** begin Exercise input **

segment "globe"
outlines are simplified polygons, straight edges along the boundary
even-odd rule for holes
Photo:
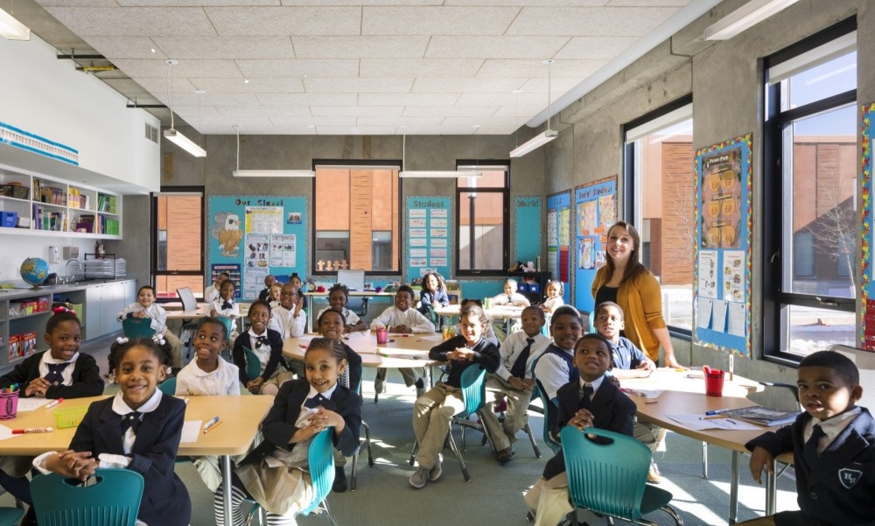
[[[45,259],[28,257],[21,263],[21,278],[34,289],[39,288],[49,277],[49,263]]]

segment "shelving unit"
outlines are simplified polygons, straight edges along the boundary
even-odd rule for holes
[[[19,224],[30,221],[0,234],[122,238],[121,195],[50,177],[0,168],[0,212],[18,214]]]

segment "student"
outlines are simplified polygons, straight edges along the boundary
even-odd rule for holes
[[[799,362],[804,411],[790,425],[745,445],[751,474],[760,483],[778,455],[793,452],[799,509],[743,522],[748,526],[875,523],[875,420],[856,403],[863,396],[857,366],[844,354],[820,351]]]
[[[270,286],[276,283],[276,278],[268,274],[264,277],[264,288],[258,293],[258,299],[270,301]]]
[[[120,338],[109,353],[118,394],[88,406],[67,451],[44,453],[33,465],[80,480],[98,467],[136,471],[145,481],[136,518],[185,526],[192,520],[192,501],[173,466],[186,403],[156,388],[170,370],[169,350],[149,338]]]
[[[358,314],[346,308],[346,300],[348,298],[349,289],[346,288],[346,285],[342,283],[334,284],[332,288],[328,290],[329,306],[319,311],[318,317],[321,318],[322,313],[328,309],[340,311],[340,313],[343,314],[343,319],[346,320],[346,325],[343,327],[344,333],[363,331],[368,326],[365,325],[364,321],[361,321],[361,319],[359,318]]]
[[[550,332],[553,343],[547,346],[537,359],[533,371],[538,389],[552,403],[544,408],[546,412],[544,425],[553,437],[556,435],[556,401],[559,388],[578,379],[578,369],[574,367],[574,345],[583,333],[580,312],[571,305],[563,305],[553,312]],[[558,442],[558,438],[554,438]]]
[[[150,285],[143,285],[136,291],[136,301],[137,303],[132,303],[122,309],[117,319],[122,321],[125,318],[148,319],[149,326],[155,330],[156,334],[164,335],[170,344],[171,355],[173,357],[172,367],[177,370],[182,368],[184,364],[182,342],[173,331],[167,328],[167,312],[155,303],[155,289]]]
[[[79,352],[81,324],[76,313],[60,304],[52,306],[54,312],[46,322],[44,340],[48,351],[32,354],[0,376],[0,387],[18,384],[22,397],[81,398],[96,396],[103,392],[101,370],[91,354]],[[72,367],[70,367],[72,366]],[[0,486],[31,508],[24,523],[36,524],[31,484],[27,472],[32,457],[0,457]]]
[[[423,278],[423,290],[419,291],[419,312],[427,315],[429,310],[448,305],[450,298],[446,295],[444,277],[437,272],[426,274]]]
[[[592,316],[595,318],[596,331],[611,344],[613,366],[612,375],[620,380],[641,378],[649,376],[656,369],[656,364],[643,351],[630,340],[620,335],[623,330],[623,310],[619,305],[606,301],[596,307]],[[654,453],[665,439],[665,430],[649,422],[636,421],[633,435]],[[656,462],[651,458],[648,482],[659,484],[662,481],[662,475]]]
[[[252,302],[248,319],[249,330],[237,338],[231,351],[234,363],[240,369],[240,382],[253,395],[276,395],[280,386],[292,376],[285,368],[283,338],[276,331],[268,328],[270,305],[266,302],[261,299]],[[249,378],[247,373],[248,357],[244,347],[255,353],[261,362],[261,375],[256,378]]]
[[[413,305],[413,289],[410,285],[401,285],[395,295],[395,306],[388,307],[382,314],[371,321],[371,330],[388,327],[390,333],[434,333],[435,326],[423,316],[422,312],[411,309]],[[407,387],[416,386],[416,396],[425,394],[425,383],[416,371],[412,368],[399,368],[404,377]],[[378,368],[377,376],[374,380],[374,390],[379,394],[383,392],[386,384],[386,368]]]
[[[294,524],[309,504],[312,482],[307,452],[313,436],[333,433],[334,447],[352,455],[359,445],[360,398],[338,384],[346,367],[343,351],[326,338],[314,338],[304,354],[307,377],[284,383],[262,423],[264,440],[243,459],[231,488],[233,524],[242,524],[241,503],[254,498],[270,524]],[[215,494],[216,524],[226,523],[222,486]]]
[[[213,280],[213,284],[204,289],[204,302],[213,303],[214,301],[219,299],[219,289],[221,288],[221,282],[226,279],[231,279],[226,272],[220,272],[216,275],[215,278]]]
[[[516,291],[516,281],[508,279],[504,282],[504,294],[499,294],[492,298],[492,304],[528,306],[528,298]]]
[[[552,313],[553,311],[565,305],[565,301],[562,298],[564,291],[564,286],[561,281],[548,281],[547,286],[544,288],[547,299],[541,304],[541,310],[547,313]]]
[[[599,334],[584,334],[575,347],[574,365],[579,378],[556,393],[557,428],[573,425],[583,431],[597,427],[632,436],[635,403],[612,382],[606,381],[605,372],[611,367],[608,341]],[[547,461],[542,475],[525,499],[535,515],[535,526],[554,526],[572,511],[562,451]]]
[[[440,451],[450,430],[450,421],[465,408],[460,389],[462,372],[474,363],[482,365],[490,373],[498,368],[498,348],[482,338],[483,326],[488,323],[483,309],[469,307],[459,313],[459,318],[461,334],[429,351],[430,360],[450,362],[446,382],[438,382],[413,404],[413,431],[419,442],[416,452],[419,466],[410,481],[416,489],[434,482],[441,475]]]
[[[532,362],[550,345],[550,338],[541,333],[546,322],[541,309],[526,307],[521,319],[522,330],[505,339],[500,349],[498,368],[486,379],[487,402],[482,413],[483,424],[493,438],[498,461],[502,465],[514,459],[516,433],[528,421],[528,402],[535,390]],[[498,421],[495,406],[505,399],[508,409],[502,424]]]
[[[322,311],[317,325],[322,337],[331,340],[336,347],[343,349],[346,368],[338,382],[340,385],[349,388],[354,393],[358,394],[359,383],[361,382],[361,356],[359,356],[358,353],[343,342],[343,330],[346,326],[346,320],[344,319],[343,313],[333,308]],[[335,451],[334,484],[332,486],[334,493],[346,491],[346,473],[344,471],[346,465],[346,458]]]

** end Exercise input **
** begin Exercise input **

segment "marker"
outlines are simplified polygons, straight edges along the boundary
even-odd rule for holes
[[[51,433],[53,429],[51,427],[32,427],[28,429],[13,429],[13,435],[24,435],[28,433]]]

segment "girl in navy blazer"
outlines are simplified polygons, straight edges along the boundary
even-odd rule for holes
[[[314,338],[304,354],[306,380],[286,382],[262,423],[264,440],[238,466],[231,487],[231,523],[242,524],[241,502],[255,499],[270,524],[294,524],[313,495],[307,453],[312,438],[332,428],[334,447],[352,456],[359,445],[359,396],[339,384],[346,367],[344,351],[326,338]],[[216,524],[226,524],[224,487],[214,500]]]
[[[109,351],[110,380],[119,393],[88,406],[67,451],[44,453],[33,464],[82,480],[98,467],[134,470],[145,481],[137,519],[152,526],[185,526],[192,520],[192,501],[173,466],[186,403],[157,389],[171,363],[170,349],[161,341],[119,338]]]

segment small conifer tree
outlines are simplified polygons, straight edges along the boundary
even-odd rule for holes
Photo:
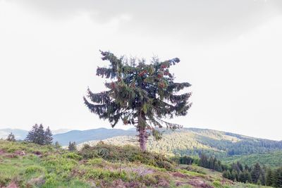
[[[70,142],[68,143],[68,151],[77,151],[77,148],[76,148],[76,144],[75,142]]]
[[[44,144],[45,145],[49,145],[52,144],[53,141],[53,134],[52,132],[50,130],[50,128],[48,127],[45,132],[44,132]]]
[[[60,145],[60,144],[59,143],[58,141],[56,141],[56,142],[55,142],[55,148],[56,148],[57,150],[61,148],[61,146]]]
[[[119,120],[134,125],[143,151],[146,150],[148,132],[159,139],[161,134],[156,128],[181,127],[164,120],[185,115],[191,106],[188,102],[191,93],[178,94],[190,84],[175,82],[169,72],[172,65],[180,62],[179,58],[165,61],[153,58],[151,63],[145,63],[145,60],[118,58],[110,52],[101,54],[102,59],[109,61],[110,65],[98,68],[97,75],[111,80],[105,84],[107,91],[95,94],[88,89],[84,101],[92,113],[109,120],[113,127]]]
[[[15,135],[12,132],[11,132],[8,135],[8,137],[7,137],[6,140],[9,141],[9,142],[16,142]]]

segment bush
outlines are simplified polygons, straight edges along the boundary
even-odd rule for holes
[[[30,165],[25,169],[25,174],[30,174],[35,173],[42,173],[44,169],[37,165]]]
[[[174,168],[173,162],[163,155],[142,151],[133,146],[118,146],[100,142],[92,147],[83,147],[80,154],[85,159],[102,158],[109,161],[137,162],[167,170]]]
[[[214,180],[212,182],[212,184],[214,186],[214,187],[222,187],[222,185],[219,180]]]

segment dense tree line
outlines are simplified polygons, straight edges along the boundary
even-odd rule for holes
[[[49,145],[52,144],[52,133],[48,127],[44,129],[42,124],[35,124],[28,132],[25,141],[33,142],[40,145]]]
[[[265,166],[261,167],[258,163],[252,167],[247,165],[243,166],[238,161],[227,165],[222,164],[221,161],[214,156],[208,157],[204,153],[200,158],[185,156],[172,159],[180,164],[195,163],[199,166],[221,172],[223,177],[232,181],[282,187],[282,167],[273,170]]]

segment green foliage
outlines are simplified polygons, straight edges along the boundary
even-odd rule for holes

** end Exercise input **

> **Work required**:
How many lines in the material above contain the word "tree", matching case exactly? Give only the number.

> **Task output**:
2